_Instructions for the task_. Reproduce all of the data that follows, character for character.

_Material supplied_.
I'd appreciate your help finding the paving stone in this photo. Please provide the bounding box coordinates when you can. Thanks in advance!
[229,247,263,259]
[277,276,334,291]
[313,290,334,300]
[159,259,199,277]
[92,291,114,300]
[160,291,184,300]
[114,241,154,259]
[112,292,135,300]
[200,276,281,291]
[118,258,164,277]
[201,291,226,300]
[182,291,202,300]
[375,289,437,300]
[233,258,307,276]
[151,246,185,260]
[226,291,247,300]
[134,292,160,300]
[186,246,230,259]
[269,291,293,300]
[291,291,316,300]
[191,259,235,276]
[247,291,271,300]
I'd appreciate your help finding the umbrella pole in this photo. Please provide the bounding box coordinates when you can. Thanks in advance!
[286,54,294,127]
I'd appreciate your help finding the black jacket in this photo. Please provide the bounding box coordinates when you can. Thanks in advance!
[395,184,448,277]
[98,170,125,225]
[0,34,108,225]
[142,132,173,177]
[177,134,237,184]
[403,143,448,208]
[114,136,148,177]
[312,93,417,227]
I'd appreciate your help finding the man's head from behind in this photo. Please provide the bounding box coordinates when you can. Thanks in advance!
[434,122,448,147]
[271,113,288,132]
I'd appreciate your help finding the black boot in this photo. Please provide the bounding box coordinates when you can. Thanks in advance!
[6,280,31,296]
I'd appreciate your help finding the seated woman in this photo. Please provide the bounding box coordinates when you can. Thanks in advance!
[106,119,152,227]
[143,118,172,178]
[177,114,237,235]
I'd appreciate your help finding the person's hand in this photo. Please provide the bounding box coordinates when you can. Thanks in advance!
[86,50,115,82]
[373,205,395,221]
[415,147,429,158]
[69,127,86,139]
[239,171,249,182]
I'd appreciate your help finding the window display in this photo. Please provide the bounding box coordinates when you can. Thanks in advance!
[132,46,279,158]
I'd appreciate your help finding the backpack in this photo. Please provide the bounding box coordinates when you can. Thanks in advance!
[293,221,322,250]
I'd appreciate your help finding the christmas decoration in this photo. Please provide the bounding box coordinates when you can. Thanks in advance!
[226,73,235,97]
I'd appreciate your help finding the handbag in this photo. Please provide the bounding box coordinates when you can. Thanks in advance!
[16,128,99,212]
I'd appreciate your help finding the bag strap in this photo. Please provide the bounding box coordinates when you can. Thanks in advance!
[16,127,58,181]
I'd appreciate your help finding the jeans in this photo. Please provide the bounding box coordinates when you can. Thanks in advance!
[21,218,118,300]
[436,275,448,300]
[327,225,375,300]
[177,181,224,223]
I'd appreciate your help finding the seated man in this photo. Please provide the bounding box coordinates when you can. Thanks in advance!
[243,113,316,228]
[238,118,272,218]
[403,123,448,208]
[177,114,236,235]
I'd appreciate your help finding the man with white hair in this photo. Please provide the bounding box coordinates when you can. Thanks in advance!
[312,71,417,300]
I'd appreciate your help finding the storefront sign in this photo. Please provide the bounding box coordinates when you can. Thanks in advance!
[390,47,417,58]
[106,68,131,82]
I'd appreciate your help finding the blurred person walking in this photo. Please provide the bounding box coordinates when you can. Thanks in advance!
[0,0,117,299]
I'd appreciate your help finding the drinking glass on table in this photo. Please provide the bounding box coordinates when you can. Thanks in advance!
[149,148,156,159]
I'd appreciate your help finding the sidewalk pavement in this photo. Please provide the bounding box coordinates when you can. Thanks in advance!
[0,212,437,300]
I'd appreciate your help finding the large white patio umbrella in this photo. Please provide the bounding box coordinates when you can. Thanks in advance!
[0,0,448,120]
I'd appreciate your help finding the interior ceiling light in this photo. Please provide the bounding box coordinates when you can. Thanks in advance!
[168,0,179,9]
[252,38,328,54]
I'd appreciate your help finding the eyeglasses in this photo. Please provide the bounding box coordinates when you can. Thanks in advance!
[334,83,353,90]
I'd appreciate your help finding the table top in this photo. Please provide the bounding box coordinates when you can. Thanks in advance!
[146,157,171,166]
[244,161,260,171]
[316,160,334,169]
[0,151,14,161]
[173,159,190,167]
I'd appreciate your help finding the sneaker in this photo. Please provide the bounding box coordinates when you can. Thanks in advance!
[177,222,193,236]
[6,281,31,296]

_Exercise result_.
I'd appreciate your help finding the paving stone in this photo. Please provide the bounding box coordinates when you can. Thanks in advance!
[229,247,263,259]
[277,276,334,291]
[313,290,334,300]
[159,259,199,277]
[92,291,114,300]
[160,291,184,300]
[114,241,154,259]
[112,292,135,300]
[200,276,281,291]
[118,258,164,277]
[201,291,226,300]
[182,291,202,300]
[375,289,437,300]
[233,258,307,276]
[151,246,185,260]
[226,291,247,300]
[134,292,160,300]
[186,246,230,259]
[269,291,293,300]
[291,291,316,300]
[191,259,235,276]
[247,291,271,300]
I'd appreciate your help finding the umbrella pole in this photo. Please provide the bounding box coordinates when you can. Thanks in advance!
[286,54,294,127]
I'd appreciate your help finding the black jacket in this photo. Please provide the bounding box coordinates when you can. Thanks in advance!
[395,184,448,277]
[98,170,125,225]
[0,34,108,225]
[142,132,173,177]
[177,134,237,184]
[403,143,448,208]
[114,136,148,177]
[312,93,417,227]
I'd appreciate your help finding the man's head from behind in this photo. Please provide the bounding box coordinates when you can. Thanks in advance!
[434,122,448,147]
[271,113,288,132]
I'd appreciate your help finding the black boot in this photo. Please provide the bounding box coordinates when you can. Thanks in advance!
[6,280,31,296]
I'd appreciate your help finding the seated woman in this photo. Please provide the bounding box coordinates when you can. Thanks in advance!
[106,119,152,227]
[143,118,172,178]
[177,114,237,235]
I'd appreciate your help finding the person's hand in this photo. Please provide the bounding box coordinates when you can. Thanks in advance!
[86,50,115,82]
[373,205,395,221]
[415,147,429,158]
[69,127,86,139]
[239,171,249,182]
I'd appreciate your help finding the window display in this photo. Please provide the bounding box coordinates when you can. Thanks in advance!
[132,46,279,158]
I'd appreciate your help finding the backpack in this photo. Please provide the bounding box coordinates when you can. Thanks in advance!
[293,221,322,250]
I'd appreciate your help finding the christmas decoration in this photo. Please provide the bounding box coordinates when you can. Thanks in advance!
[226,73,235,97]
I'd appreciate your help finding the handbag in this photo. Please provide the bounding box coordinates when you can. Thanks in advance!
[16,128,99,212]
I'd appreciate your help finding the bag strap in this photo. Please provide the bounding box coordinates when you can. Thanks in advance!
[16,127,58,181]
I'd appreciate your help finding the jeans in this photo. Please provide the bounding box coordinates when you can. Thanks in advance!
[21,218,118,300]
[436,275,448,300]
[327,225,375,300]
[177,181,224,223]
I'd appreciate your help finding the seated man in this photo. Please provide the bounding box coordinates when you can. Thanks in advance!
[243,113,316,228]
[238,118,272,218]
[403,123,448,208]
[177,114,236,235]
I'd appreciate your help finding the man with white hair in this photo. Please provide the bounding box coordinates when you can. Thanks in advance!
[312,71,417,300]
I'd appreciate your help finding the storefront sign in this photo. Please provide the bounding box coordinates when you can. Thanks in advance!
[390,47,417,58]
[106,68,131,82]
I'd appreciate your help finding the blurred person walking in this photo. Please provide the bounding box coordinates when you can. Thanks in advance!
[0,0,117,299]
I'd appreciate your help finding the drinking glass on table in this photo. Please provide the bounding box coordinates when you can. Thanks in advance!
[149,148,156,159]
I'd appreciate your help finding the sidewalk pavement in this photo. Please provide the bounding box coordinates when you can. Thanks in advance!
[0,212,437,300]
I'd appreciate your help finding the large white patio umbrella in this photo. Please provide the bounding box coordinates when you can. Thanks in advance!
[0,0,448,120]
I'd appreciate your help finding the interior ceiling light in this photo. Please provide the bounding box coordinates when you can. Thanks in advance!
[168,0,179,9]
[252,38,328,54]
I'd appreciate your help finding the eyeglasses in this photo. Please provide the bounding box coordinates when you can. Thanks in advance!
[334,83,353,90]
I'd appreciate your help finding the table top in this photo. Please provide the bounding box coordinates when you can. Thanks in advance!
[146,157,171,166]
[244,161,260,171]
[316,160,334,169]
[0,151,14,161]
[173,159,190,167]
I'd appreciate your help finding the sneaker in this photo. Please provide the bounding box coordinates when you can. Thanks in advance!
[177,222,193,236]
[6,281,31,296]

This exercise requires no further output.